— BEGIN SUPPLIED INFORMATION —

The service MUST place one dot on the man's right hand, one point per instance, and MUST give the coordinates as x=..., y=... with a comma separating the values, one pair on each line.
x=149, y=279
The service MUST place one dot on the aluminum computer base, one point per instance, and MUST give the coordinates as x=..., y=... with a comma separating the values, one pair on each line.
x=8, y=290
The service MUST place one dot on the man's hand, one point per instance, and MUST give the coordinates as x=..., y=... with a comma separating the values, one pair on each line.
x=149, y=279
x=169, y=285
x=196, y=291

— END SUPPLIED INFORMATION —
— BEGIN SUPPLIED INFORMATION —

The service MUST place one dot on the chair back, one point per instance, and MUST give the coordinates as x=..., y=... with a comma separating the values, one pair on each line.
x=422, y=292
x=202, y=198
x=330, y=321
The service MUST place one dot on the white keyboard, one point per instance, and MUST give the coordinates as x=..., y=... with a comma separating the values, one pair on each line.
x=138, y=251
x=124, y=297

— END SUPPLIED INFORMATION —
— BEGIN SUPPLIED INFORMATION —

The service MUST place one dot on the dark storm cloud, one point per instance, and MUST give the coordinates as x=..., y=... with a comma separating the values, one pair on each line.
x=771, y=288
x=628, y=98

— END SUPPLIED INFORMATION —

TASK TO COMPLETE> Can you copy out every line of the rows above, from the line holding "The service MUST place one dot on the man's right" through the line holding "x=196, y=291", inclusive, offsetting each x and y coordinate in the answers by 85 and leaving all other text unchanged?

THE RESULT>
The service MUST place one dot on the man's right hand, one point per instance, and MUST give the coordinates as x=..., y=... with a comma separating the values, one pair on each line.
x=234, y=364
The service MUST place one dot on the aluminum computer base, one point per instance, and MUST give the coordinates as x=..., y=... with a comma separating the values, one pair on each line.
x=93, y=375
The service MUST place one dot on the man's hand, one point per instance, and MUST give the coordinates as x=..., y=... with a comma separating the values, one pair on each line.
x=234, y=364
x=254, y=370
x=281, y=376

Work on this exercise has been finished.